QUOTED PASSAGE:
......

# Breeding Cock to Daughter



## meatcutterss1 (Oct 17, 2011)

When I bought my pair of Racers, the breeder told me to use the Cock's side of the two birds to build a racng team. Because the Cock's family is much stronger than the hen. I have one daugther from him so far. She is about 6 months old. Have 1 YB & 2 squeakers that are to young to tell their sex. Plus 2 Cocks that are about 8 months old. What I want to do get the best racers from this Cock's bloodlines. What would be the best way to use the Cock's daughter(s) to breed back to him ? Thank You Ed


----------



## MH Flyer (Nov 7, 2012)

Good morning meatcutterss1 found this web-site might help.

http://www.pigeonracingpigeon.com/w...-correct-line-breeding-fixing-champion-blood/


----------



## meatcutterss1 (Oct 17, 2011)

MH Flyer: Thank You


----------



## Xueoo (Nov 20, 2009)

Breeding father/daughter/granddaughter/greatgranddaughter, etc is line breeding. The idea is to concentrate the genes to one side like taking a cup of 1/2 water and 1/2 juice and adding either more water or more juice to the mix. If you do it enough, you'll get either all water or all juice. Same concept.

......

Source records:
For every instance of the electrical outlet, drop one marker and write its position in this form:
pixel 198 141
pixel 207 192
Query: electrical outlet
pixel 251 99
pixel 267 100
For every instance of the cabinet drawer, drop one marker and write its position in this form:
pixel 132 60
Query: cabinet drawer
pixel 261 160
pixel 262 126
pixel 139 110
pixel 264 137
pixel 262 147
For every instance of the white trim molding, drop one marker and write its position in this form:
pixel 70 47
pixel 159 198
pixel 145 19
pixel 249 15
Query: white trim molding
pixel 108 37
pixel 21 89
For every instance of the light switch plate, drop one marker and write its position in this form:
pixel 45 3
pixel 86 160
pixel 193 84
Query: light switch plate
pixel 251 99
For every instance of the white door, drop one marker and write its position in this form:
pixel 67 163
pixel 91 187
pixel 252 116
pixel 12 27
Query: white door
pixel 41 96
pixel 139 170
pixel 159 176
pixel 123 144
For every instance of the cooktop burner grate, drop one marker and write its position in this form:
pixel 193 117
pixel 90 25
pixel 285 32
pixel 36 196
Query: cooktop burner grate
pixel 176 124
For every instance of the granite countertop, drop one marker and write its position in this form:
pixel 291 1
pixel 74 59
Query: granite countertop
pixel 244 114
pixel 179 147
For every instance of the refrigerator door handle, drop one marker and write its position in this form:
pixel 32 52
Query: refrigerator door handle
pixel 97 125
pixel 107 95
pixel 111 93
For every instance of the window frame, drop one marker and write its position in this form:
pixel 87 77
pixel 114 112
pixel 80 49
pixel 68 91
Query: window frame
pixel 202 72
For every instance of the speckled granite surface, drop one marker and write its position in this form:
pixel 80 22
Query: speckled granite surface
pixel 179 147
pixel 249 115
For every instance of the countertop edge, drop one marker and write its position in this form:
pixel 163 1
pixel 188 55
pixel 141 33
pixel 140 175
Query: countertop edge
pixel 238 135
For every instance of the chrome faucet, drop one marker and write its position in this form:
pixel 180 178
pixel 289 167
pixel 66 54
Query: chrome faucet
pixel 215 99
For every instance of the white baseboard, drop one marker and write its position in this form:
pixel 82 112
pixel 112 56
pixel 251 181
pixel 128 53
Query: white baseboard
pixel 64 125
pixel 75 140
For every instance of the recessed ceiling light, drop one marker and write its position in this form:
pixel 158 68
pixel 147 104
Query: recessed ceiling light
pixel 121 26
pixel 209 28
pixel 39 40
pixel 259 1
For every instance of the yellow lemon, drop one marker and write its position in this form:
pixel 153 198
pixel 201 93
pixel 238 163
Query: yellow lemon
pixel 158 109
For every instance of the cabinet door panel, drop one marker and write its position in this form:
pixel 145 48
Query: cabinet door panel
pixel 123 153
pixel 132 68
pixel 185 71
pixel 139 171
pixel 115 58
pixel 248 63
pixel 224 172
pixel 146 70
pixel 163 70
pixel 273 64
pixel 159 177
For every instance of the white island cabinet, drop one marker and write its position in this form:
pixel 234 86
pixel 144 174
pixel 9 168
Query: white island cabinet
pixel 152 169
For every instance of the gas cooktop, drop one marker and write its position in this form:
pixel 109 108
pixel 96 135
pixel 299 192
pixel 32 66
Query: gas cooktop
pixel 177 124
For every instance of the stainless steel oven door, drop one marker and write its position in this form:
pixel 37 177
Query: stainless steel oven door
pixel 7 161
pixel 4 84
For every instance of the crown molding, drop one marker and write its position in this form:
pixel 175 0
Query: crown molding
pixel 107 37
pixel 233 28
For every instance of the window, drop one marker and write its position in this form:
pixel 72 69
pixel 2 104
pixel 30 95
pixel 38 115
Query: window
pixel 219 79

......

EXERCISE PROMPT: Continue the forum thread about breeding a racing pigeon cock back to his daughter from the point where it stops.

EXERCISE RESULT:
----------



## lawman (Jul 19, 2005)

meatcutterss1 said:


> When I bought my pair of Racers, the breeder told me to use the Cock's side of the two birds to build a racng team. Because the Cock's family is much stronger than the hen. I have one daugther from him so far. She is about 6 months old. Have 1 YB & 2 squeakers that are to young to tell their sex. Plus 2 Cocks that are about 8 months old. What I want to do get the best racers from this Cock's bloodlines. What would be the best way to use the Cock's daughter(s) to breed back to him ? Thank You Ed


If the hen is genetically inferior why use her?

For example I could take a super Cock Bird and mate it to Oh lets say a Fantail. It will take Till ether the 4th or 5th generation of strict linebreeding (father to daughter, to grand daughter, ect.) to remove the traights of the inferior (for racing purposes) fantail. It will take till generation 7 to get a bird that is genetically 99% or origianl superbird. it will take 20 generations of strict inbreeding to get to 99.9999 % pure.

So if the hen is inferior to the cock obtain a hen that is his equal. By this I mean a hen that he will click with and give you top performing birds. 

You will be way ahead of the curve and then you can use a combination of in breeding and line breeding to continue reproducing top quality youngsters. 

Just a thought,

Lawman


----------



## meatcutterss1 (Oct 17, 2011)

Thank You Xueoo, & Lawman. Now I understand he breedin process more. Now here is one more question . There is Red Grizzle Hen that I like so much. She is white & has red specks all over. I have a really nice all White Cock. How many geneations would it take for them to have solid white offsprings ?


----------



## lawman (Jul 19, 2005)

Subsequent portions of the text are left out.